I need the lines from the one containing "the photo below." through the last line of the entries retyped exactly, with no pictures among them.

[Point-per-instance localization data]

----------------------------------------

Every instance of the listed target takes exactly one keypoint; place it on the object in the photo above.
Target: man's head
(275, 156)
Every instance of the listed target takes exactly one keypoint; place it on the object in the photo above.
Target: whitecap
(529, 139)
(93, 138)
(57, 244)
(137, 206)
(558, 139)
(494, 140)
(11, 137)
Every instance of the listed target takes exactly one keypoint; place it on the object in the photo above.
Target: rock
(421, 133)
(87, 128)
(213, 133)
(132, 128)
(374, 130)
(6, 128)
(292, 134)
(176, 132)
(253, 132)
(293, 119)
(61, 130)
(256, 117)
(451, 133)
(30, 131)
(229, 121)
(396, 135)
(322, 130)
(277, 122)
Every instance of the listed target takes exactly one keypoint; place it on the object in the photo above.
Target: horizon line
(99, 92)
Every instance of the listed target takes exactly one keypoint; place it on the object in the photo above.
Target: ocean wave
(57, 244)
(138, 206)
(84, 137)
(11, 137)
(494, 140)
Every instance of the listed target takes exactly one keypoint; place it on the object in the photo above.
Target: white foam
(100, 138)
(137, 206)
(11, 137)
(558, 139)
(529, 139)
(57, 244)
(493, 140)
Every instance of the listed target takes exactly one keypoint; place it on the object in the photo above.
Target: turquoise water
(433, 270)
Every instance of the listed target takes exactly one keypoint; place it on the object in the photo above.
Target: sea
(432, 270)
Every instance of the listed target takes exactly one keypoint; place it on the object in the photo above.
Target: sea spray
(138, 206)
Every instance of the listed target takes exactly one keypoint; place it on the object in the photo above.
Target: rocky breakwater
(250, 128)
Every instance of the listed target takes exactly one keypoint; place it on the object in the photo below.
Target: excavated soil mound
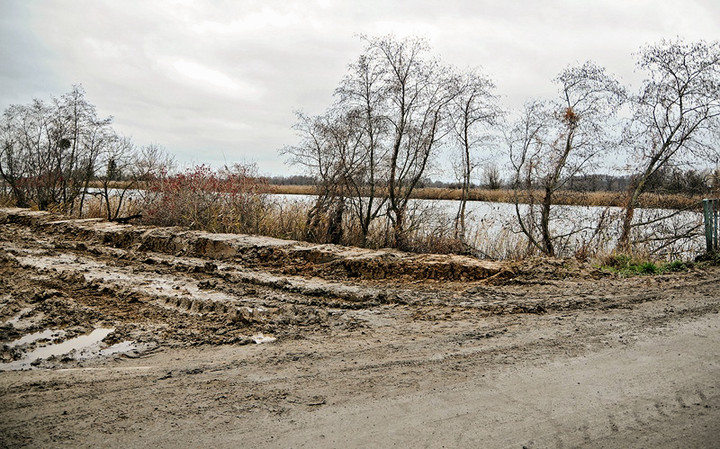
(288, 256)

----------------------------------------

Solution to this problem:
Every instance of the listed target takes exactly one keypoint; place it on the object in the photo below.
Target: excavated soil mound
(288, 256)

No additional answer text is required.